Challenge 1:
From the passage on arbitration, output one stretch word for word: begin at the words that include "Further, the Court" and stop after "Slip op. at 7.".
Challenge 2:
In the passage on arbitration, by what kind of evidence must the parties' agreement delegate threshold arbitrability questions to the arbitrator?

Given passage:
Begin
Section 3 requires Courts “to stay litigation ‘upon being satisfied that the issue’ is ‘referable to arbitration’ under the ‘agreement.'” Slip op. at 5-6 (quoting 9 U.S.C. § 3). FAA Section 4 provides that “a court, in response to a motion by an aggrieved party, must compel arbitration ‘in accordance with the terms of the agreement’ when the court is ‘satisfied that the making of the agreement for arbitration or the failure to comply therewith is not in issue.’” Slip op. at 6 (quoting 9 U.S.C. § 4).
The Court rejected that argument because it has “consistently held that parties may delegate threshold arbitrability questions to the arbitrator, so long as the parties’ agreement does so by ‘clear and unmistakable’ evidence.” Slip op. at 6 (quoting First Options, 514 U.S. at 944 and citing Rent-A-Center, 561 U. S. at 69, n. 1). It noted that “before referring a dispute to an arbitrator, the court determines whether a valid arbitration agreement exists[,]” “[b]ut if a valid agreement exists, and if the agreement delegates the arbitrability issue to an arbitrator, a court may not decide the arbitrability issue.” Slip op. at 6 (citing 9 U.S.C. § 2).
Section 10’s Back-end Review Does not Authorize Preemptive Front-End Review
The distributor’s second argument was that the “back-end judicial review” available if an arbitrator “exceeds his or her powers” impliedly authorizes courts to determine that an arbitrability question is “wholly groundless” and obviates the need to submit the arbitrability question to arbitration. Slip op. at 6. But the Court said “[t]he dispositive answer to [the distributor’s] §10 argument is that Congress designed the Act in a specific way, and it is not our proper role to redesign the statute.” Slip op. at 6.
Further, the Court explained, acceptance of the distributor’s “argument would mean. . . that courts presumably also should decide frivolous merits questions that have been delegated to an arbitrator.” But, said the Court, “[we] have already rejected that argument: When the parties’ contract assigns a matter to arbitration, a court may not resolve the merits of the dispute even if the court thinks that a party’s claim on the merits is frivolous. So, too, with arbitrability.” Slip op. at 6-7 (citation omitted).
Considerations of Alleged Judicial Economy do not Warrant the Wholly Groundless Exception
The distributor argued that it would, “as a practical and policy matter,” “be a waste of the parties’ time and money to send the arbitrability question to an arbitrator if the argument for arbitration is wholly groundless.” Slip op. at 7.
End
(Records drawn from a data collection)
Begin
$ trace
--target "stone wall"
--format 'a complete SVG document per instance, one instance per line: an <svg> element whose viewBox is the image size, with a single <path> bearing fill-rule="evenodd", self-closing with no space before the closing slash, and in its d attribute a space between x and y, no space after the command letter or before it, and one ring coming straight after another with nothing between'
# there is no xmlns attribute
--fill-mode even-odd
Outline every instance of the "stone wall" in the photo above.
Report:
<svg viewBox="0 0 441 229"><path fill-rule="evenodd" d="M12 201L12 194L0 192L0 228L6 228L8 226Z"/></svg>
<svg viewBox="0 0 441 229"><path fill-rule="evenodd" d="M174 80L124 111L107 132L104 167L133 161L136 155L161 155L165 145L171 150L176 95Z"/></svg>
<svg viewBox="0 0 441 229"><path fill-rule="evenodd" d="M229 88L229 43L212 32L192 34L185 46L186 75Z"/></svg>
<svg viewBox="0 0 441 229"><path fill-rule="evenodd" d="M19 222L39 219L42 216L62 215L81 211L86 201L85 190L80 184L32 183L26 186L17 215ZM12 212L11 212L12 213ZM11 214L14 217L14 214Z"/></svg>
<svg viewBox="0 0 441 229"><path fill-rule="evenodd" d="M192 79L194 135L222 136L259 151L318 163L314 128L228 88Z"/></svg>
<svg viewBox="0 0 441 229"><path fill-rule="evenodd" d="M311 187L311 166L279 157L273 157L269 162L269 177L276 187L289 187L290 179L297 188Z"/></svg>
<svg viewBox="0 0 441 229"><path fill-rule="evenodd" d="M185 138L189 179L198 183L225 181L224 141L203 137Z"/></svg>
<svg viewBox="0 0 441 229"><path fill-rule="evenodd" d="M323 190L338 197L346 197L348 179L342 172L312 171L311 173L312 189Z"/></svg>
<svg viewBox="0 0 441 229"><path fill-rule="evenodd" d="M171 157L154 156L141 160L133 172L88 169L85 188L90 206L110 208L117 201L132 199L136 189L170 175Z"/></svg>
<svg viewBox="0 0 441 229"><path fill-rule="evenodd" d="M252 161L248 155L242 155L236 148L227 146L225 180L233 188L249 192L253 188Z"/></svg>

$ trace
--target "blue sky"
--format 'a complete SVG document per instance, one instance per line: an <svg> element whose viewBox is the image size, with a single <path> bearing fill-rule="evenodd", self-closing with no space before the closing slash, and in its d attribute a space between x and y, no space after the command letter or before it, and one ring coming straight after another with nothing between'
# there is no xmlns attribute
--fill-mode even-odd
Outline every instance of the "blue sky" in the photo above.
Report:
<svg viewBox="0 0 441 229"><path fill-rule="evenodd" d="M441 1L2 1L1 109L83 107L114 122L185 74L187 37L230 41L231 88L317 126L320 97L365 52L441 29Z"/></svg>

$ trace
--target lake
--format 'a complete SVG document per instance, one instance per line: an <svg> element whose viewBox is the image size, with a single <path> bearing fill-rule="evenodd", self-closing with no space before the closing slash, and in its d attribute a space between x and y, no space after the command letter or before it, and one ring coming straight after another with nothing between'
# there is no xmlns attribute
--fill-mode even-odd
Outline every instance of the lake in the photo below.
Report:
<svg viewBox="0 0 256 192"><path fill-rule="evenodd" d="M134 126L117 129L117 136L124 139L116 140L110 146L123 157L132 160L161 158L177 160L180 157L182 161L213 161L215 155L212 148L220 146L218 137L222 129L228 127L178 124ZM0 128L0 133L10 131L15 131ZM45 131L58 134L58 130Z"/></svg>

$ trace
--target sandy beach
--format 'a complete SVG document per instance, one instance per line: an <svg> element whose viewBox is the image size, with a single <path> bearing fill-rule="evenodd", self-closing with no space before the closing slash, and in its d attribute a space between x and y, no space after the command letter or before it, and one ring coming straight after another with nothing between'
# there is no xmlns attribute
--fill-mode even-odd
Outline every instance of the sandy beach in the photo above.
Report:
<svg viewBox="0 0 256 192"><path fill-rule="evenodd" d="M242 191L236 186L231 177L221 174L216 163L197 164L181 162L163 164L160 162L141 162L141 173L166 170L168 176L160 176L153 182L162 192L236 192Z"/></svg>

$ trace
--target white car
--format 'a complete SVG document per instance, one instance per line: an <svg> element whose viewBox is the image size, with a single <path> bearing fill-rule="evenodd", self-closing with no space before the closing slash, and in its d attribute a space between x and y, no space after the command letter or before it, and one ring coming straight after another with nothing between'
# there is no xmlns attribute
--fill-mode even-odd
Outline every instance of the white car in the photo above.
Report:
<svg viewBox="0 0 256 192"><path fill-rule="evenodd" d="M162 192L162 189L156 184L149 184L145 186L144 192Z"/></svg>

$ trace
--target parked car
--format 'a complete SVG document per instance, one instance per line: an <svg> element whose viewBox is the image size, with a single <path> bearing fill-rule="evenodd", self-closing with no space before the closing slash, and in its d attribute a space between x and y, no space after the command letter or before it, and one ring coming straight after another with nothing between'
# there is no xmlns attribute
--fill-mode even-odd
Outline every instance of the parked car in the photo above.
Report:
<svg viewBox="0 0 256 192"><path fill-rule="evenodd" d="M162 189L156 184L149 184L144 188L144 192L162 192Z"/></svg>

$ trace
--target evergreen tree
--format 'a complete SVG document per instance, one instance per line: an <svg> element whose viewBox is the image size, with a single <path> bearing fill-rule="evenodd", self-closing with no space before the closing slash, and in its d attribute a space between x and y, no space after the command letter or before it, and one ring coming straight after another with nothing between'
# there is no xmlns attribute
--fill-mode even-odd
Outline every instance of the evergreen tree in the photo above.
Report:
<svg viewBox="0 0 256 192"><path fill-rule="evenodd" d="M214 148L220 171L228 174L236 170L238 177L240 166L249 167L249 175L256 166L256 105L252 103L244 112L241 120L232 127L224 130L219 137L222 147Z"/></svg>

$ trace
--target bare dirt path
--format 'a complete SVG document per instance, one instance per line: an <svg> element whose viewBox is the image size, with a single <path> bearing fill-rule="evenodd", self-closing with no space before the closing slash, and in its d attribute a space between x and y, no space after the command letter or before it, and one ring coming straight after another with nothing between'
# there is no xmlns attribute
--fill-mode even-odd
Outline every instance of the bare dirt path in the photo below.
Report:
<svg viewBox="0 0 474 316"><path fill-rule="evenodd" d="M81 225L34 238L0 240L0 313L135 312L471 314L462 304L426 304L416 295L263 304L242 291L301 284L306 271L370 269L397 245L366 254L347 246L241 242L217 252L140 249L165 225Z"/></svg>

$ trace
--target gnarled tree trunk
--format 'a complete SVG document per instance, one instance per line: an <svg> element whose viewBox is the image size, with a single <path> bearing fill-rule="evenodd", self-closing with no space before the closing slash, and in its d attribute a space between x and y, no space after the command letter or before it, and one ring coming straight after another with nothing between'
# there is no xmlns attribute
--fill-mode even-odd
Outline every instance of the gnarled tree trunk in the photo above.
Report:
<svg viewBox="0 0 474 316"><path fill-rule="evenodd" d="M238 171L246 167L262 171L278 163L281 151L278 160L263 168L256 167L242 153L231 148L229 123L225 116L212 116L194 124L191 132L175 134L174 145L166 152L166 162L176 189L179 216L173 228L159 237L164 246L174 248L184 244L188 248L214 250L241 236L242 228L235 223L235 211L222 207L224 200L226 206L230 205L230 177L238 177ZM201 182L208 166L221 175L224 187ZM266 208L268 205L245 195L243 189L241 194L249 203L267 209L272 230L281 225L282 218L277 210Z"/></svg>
End
Full response 1:
Further, the Court explained, acceptance of the distributor’s “argument would mean. . . that courts presumably also should decide frivolous merits questions that have been delegated to an arbitrator.” But, said the Court, “[we] have already rejected that argument: When the parties’ contract assigns a matter to arbitration, a court may not resolve the merits of the dispute even if the court thinks that a party’s claim on the merits is frivolous. So, too, with arbitrability.” Slip op. at 6-7 (citation omitted).
Considerations of Alleged Judicial Economy do not Warrant the Wholly Groundless Exception
The distributor argued that it would, “as a practical and policy matter,” “be a waste of the parties’ time and money to send the arbitrability question to an arbitrator if the argument for arbitration is wholly groundless.” Slip op. at 7.

Full response 2:
By "clear and unmistakable" evidence.